* WORK INSTRUCTIONS *
Report how many lines below include "jersey", giving the figure alone.

(Text-to-region grounding data)
§
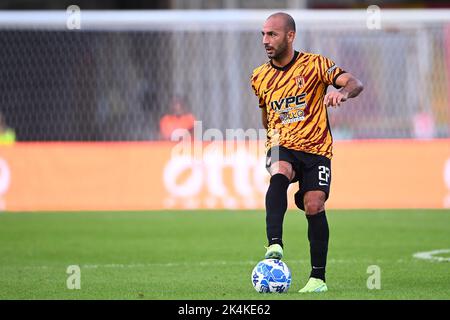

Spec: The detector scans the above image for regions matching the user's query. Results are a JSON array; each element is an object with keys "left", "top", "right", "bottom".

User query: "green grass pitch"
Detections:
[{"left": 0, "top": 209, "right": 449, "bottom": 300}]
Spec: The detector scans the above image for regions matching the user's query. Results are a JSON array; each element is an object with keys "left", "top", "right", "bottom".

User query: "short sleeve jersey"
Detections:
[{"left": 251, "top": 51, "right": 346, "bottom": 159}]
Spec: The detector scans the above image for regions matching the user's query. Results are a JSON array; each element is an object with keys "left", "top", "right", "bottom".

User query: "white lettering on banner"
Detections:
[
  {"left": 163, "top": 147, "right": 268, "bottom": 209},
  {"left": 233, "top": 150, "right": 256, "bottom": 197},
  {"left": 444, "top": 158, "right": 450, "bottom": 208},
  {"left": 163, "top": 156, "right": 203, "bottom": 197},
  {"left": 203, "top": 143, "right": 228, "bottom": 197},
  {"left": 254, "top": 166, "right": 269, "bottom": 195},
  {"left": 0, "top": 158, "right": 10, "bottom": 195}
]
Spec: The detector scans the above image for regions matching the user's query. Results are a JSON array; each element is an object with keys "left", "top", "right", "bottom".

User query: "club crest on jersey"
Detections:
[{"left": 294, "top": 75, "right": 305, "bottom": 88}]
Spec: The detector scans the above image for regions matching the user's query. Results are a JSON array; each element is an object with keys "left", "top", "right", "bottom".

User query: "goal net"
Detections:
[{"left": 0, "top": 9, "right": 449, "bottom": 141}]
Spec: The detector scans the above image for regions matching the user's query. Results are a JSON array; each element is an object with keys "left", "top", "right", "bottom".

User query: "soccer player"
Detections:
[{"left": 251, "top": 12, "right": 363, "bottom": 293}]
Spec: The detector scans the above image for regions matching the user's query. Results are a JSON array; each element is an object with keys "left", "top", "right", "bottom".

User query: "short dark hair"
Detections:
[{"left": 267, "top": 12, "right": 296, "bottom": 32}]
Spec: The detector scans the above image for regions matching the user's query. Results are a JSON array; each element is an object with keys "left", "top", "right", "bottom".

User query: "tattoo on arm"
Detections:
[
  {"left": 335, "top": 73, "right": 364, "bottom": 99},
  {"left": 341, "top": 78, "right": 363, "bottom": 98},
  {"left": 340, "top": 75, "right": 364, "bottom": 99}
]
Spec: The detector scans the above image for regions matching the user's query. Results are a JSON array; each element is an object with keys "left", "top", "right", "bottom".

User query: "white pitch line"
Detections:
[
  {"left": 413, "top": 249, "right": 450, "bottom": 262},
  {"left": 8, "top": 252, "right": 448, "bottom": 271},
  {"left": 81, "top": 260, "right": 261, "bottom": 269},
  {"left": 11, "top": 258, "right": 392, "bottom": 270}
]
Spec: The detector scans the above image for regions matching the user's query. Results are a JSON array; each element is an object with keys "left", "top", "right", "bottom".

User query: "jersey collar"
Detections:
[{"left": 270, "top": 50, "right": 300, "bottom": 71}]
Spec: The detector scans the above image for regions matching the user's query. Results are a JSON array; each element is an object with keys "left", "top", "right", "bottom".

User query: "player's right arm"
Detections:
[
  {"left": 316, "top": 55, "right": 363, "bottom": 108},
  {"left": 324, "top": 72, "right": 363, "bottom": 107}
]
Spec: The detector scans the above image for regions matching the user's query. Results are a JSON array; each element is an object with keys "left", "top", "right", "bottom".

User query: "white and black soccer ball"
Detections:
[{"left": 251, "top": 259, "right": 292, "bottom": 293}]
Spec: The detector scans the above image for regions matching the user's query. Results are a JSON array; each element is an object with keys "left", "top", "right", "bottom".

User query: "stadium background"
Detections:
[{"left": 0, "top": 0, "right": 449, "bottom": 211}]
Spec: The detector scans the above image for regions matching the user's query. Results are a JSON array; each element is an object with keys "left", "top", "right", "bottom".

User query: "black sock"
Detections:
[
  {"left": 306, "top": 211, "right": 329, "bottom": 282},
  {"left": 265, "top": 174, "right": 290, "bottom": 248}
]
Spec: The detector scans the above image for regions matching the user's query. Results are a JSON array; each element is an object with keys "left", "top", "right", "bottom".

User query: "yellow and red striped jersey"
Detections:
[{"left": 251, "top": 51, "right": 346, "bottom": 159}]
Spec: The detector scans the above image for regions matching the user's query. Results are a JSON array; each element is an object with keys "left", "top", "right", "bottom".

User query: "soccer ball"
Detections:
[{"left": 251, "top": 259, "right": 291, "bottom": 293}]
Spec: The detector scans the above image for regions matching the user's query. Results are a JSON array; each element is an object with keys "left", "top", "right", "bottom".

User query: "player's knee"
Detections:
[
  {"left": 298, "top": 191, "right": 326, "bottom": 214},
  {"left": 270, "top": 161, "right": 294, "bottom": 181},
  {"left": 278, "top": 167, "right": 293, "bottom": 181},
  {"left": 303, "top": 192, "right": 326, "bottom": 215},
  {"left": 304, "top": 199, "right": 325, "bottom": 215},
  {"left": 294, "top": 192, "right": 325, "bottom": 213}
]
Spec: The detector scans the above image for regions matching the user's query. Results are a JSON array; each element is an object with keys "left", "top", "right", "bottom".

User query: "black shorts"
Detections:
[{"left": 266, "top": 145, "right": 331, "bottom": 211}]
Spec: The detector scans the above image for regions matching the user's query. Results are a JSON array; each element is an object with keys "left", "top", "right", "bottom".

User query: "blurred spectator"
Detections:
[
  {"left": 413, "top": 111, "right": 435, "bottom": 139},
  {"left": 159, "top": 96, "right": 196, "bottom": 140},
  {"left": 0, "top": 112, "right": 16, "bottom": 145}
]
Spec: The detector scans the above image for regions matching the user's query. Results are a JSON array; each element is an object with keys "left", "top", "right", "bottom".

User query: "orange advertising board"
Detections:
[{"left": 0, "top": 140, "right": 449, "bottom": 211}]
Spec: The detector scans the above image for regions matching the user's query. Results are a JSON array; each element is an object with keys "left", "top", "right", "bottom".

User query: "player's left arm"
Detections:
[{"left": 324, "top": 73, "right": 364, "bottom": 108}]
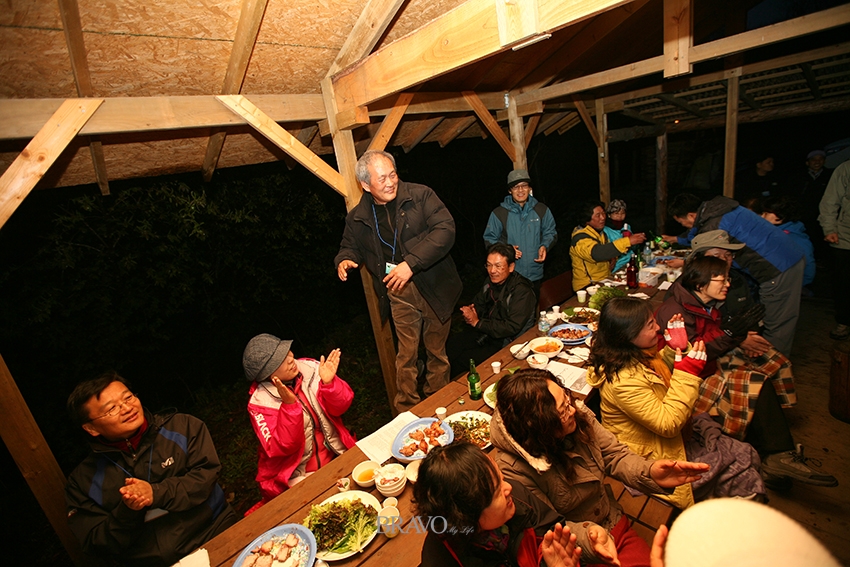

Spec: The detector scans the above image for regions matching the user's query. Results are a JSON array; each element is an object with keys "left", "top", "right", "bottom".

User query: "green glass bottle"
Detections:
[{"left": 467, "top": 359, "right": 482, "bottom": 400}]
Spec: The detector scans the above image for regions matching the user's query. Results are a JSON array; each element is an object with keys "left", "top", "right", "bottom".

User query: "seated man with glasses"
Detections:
§
* YOUR SOLUTION *
4